START Entries supplied

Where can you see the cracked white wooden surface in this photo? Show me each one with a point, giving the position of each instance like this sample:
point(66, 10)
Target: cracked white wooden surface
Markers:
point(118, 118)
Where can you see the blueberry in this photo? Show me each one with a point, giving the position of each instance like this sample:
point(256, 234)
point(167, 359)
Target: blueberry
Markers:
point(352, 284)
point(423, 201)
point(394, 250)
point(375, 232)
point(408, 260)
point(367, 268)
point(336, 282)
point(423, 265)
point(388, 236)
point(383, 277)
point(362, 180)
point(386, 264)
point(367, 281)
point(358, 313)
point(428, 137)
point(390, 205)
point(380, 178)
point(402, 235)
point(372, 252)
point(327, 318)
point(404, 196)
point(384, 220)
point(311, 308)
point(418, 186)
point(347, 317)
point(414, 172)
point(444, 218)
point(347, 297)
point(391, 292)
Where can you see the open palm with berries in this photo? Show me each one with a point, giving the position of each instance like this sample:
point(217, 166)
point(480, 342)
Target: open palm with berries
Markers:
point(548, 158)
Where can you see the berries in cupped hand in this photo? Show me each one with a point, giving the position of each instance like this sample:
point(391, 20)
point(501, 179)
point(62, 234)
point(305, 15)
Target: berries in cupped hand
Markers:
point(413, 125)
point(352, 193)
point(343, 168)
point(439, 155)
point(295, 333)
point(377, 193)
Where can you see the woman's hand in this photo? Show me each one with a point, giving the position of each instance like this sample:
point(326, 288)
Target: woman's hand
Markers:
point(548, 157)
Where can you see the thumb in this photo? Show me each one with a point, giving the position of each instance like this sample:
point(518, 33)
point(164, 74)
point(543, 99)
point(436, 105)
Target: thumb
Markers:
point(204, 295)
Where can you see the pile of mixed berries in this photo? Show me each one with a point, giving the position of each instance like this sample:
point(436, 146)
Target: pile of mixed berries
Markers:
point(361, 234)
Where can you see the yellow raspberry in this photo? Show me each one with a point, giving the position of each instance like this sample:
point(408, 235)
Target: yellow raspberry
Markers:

END Entries supplied

■ What the task asks
Please extract every line of the entries above and reproduce each one character for character.

■ Response to the task
Where can you see the cracked white wooden surface in this photo? Show me each one with a point, giving the position of each instance like this sample:
point(66, 10)
Target: cracked white wooden surface
Markers:
point(118, 118)
Where can you see the blueberry in this photo? Show me each one with a point, giving the position of each instance like this sample:
point(256, 234)
point(167, 359)
Target: blueberry
Markers:
point(352, 284)
point(423, 201)
point(394, 250)
point(375, 232)
point(408, 260)
point(367, 268)
point(336, 282)
point(423, 265)
point(388, 236)
point(383, 277)
point(362, 180)
point(386, 264)
point(367, 281)
point(358, 313)
point(428, 137)
point(390, 205)
point(380, 178)
point(402, 235)
point(372, 252)
point(327, 318)
point(404, 196)
point(384, 220)
point(311, 308)
point(418, 186)
point(347, 317)
point(414, 172)
point(444, 218)
point(347, 297)
point(391, 292)
Where can you see the open palm with berries in this photo? Show me each one with a point, giving the position of each instance like this sample:
point(217, 166)
point(480, 342)
Target: open palm with berries
Markers:
point(548, 158)
Where can you see the berries in cupped hand in this photo? Show me each one with a point, giving the position of each instance like this sample:
point(391, 20)
point(501, 179)
point(62, 234)
point(305, 15)
Target: berries in cupped hand
Markers:
point(413, 125)
point(352, 193)
point(343, 168)
point(439, 155)
point(295, 333)
point(377, 193)
Where can you see the woman's hand in this photo? Show me each one with a point, giving the position of each instance like this sample:
point(326, 288)
Target: woman's hand
Markers:
point(548, 157)
Where can you see the thumb in this photo? Show me each one with a point, giving the position of each instance like this sample:
point(518, 33)
point(164, 74)
point(543, 99)
point(436, 105)
Target: thumb
Markers:
point(204, 295)
Where can you see the pile of mixed berries in this photo? Show me each one with a point, giving the position of each instance like this sample:
point(436, 146)
Target: pile of mixed berries
Markers:
point(361, 234)
Where can you see the yellow raspberry in this photo? Show me each one with a point, giving the position of each instance like this sample:
point(408, 235)
Target: yellow raspberry
Markers:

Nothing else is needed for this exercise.